▶ _WHAT THE TASK ASKS_: Copy out all of the entries below without any change.
○ ○ ○ ○ ○
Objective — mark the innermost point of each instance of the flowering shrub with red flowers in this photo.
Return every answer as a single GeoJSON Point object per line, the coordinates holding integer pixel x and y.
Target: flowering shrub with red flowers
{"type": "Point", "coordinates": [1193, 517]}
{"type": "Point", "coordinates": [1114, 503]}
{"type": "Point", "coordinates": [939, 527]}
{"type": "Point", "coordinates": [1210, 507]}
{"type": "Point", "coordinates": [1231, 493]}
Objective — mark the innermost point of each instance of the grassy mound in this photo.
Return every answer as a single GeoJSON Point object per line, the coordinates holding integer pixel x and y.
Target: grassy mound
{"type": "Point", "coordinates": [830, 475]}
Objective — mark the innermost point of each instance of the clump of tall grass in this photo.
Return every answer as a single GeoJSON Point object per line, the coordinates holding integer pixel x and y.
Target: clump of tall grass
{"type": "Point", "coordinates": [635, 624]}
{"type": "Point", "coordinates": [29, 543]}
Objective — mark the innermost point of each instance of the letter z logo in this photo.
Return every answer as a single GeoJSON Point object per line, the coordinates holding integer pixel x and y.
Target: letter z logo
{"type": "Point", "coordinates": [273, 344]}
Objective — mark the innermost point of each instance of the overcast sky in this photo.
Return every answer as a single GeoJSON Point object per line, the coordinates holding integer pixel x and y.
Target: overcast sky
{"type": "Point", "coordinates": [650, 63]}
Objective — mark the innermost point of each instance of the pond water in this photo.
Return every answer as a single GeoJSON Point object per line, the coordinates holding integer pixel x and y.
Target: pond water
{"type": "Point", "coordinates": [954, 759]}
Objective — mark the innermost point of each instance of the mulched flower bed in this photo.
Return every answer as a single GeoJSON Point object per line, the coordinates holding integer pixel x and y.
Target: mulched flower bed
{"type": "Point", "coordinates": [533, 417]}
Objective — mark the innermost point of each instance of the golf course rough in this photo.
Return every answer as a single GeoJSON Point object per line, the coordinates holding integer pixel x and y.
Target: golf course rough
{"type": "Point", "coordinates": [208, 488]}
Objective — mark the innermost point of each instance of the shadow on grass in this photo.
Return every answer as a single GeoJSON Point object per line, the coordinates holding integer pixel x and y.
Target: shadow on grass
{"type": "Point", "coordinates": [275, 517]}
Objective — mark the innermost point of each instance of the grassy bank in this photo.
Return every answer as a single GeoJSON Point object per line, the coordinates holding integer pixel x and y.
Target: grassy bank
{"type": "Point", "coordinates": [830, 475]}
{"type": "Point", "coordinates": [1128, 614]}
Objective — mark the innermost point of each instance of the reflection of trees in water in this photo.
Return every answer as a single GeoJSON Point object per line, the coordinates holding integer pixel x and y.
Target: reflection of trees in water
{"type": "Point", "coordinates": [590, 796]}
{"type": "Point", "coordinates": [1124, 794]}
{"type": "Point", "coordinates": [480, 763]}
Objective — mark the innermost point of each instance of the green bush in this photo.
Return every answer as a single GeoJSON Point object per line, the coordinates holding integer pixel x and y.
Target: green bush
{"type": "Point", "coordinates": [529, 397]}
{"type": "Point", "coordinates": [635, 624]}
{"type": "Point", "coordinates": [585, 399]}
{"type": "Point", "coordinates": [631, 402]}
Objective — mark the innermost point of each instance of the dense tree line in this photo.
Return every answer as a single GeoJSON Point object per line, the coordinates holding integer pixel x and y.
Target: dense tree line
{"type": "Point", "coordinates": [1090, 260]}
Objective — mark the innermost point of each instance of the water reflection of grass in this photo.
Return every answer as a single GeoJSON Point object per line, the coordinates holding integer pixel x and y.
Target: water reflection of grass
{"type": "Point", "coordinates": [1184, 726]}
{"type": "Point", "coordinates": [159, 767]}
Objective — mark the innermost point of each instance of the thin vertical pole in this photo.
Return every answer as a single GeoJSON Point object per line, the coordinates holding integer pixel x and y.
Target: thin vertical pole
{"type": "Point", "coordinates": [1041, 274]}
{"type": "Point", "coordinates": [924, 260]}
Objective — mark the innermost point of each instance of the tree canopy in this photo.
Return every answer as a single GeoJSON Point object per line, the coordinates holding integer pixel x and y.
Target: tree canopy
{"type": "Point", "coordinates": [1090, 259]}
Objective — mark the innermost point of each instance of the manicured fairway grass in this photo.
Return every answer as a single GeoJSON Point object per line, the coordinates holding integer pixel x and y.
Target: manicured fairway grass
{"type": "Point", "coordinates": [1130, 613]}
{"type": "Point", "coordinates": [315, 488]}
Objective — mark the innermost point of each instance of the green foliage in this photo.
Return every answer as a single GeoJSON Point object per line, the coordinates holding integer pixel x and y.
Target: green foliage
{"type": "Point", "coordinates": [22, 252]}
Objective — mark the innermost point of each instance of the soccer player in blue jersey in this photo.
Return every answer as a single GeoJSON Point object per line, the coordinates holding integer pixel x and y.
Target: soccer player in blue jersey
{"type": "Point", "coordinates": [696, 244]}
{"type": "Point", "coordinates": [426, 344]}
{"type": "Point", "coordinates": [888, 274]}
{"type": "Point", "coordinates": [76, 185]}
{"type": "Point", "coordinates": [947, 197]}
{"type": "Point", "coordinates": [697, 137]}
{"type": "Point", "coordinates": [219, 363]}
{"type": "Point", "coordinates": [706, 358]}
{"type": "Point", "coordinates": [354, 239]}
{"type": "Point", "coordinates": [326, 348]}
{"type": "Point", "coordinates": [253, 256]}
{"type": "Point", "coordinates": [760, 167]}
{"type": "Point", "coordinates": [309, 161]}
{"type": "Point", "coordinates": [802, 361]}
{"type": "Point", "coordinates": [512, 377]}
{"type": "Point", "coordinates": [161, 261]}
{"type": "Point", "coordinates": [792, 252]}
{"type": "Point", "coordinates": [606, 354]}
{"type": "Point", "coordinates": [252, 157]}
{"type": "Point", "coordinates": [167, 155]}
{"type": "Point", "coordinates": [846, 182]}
○ ○ ○ ○ ○
▶ _SOLVED PROBLEM_:
Objective — mark the innermost point of each instance of the flowering shrub with red flowers in this photo.
Return every answer as a single GeoJSON Point object per line, the coordinates holding integer pixel x and y.
Target: flowering shrub with red flowers
{"type": "Point", "coordinates": [1193, 517]}
{"type": "Point", "coordinates": [1114, 503]}
{"type": "Point", "coordinates": [939, 527]}
{"type": "Point", "coordinates": [1210, 507]}
{"type": "Point", "coordinates": [1231, 493]}
Objective — mark the innermost point of each instance of the grassy mound in this photo.
Return every answer as a single GeoJSON Point object per line, the coordinates holding integer pixel x and y.
Target: grassy mound
{"type": "Point", "coordinates": [830, 475]}
Objective — mark the innermost point of each instance of the clump of tall grass in this photo.
Return every answer as a single GeoJSON Point object per line, the coordinates holding integer pixel x and y.
Target: clump of tall grass
{"type": "Point", "coordinates": [635, 624]}
{"type": "Point", "coordinates": [29, 543]}
Objective — mark the innermost point of each instance of the letter z logo in this photo.
Return every answer as a single GeoJSON Point object per line, the coordinates holding integer pixel x and y.
Target: letter z logo
{"type": "Point", "coordinates": [273, 344]}
Objective — mark the innermost point of each instance of the overcast sky in this photo.
Return every answer as a single GeoJSON Point object per line, the coordinates holding integer pixel x and y.
Target: overcast sky
{"type": "Point", "coordinates": [650, 63]}
Objective — mark the innermost point of each instance of the pond water in this photo.
Return every answer as a single GeoJSON Point object per line, the coordinates holding integer pixel x and y.
Target: pond water
{"type": "Point", "coordinates": [954, 759]}
Objective — mark the innermost point of each instance of the mulched flower bed in this photo.
Return every answer as a single GeoJSON Point object per line, the coordinates holding integer pixel x and y.
Target: mulched flower bed
{"type": "Point", "coordinates": [533, 417]}
Objective — mark the innermost point of each instance of the golf course rough in this photo.
Return every answer as a single GeoJSON Point object per line, the coordinates holding integer pixel x and y.
Target: golf course rough
{"type": "Point", "coordinates": [208, 488]}
Objective — mark the innermost point of each instance of the shadow on grass in this photo.
Return every answer as a single GeoJSON Point object per line, the coordinates holding integer pixel x and y.
Target: shadow on grass
{"type": "Point", "coordinates": [275, 517]}
Objective — mark the innermost point of each instance of the grassy bank in this photo.
Return every answer as a single GeoJSON Point object per line, the coordinates holding integer pixel x and y.
Target: grassy bank
{"type": "Point", "coordinates": [830, 475]}
{"type": "Point", "coordinates": [1128, 614]}
Objective — mark the innermost point of each instance of the reflection of trees in water in this photo.
Return every answer as a single GeoJSON Point object per line, the coordinates holding integer pixel x and y.
Target: reflection of trees in water
{"type": "Point", "coordinates": [590, 796]}
{"type": "Point", "coordinates": [1124, 794]}
{"type": "Point", "coordinates": [480, 763]}
Objective — mark the innermost point of each instance of the green bush in this photo.
Return every answer as a single GeoJSON Point object per line, the coordinates holding integer pixel x and y.
Target: green bush
{"type": "Point", "coordinates": [529, 397]}
{"type": "Point", "coordinates": [635, 624]}
{"type": "Point", "coordinates": [585, 399]}
{"type": "Point", "coordinates": [631, 402]}
Objective — mark the innermost point of each instance of the dense tree line in this photo.
Return every answer as a single GeoJSON Point object per line, the coordinates holding integer pixel x and y.
Target: dense tree line
{"type": "Point", "coordinates": [1090, 260]}
Objective — mark the innermost point of each instance of the water reflection of grass in this photo.
Return every answer as a single GeoJSON Point object per line, the coordinates holding integer pixel x and y.
Target: water reflection of grass
{"type": "Point", "coordinates": [1184, 726]}
{"type": "Point", "coordinates": [159, 767]}
Objective — mark the innermost point of each instance of the thin vertical pole in this photo.
Return every answer as a single GeoJSON Point object per line, the coordinates holding integer pixel x and y.
Target: thin vertical pole
{"type": "Point", "coordinates": [1041, 274]}
{"type": "Point", "coordinates": [924, 260]}
Objective — mark the innermost point of each instance of the tree canopy in this photo.
Return every answer as a single GeoJSON Point object per line, the coordinates holding integer pixel x and y.
Target: tree canopy
{"type": "Point", "coordinates": [1090, 259]}
Objective — mark the innermost point of each instance of the manicured fairway grass in this photo.
Return every answer as a single GeoJSON Point object per line, the coordinates holding integer pixel x and y.
Target: manicured fairway grass
{"type": "Point", "coordinates": [1130, 613]}
{"type": "Point", "coordinates": [315, 488]}
Objective — mark the innermost point of each instance of the green foliage in this photo.
Return every answer as a single GeoJSON Point object per line, the coordinates holding integer pixel x and y.
Target: green foliage
{"type": "Point", "coordinates": [22, 252]}
Objective — mark the innermost point of each instance of the soccer player in blue jersey in this photo.
Return every answer as a single GeoJSON Point object per line, the coordinates holding integer pixel x and y.
Target: soccer player in blue jersey
{"type": "Point", "coordinates": [696, 244]}
{"type": "Point", "coordinates": [426, 344]}
{"type": "Point", "coordinates": [888, 274]}
{"type": "Point", "coordinates": [76, 185]}
{"type": "Point", "coordinates": [947, 197]}
{"type": "Point", "coordinates": [697, 137]}
{"type": "Point", "coordinates": [219, 363]}
{"type": "Point", "coordinates": [706, 358]}
{"type": "Point", "coordinates": [354, 239]}
{"type": "Point", "coordinates": [326, 348]}
{"type": "Point", "coordinates": [253, 256]}
{"type": "Point", "coordinates": [760, 167]}
{"type": "Point", "coordinates": [309, 161]}
{"type": "Point", "coordinates": [802, 361]}
{"type": "Point", "coordinates": [512, 377]}
{"type": "Point", "coordinates": [161, 261]}
{"type": "Point", "coordinates": [792, 252]}
{"type": "Point", "coordinates": [606, 354]}
{"type": "Point", "coordinates": [252, 157]}
{"type": "Point", "coordinates": [167, 155]}
{"type": "Point", "coordinates": [846, 182]}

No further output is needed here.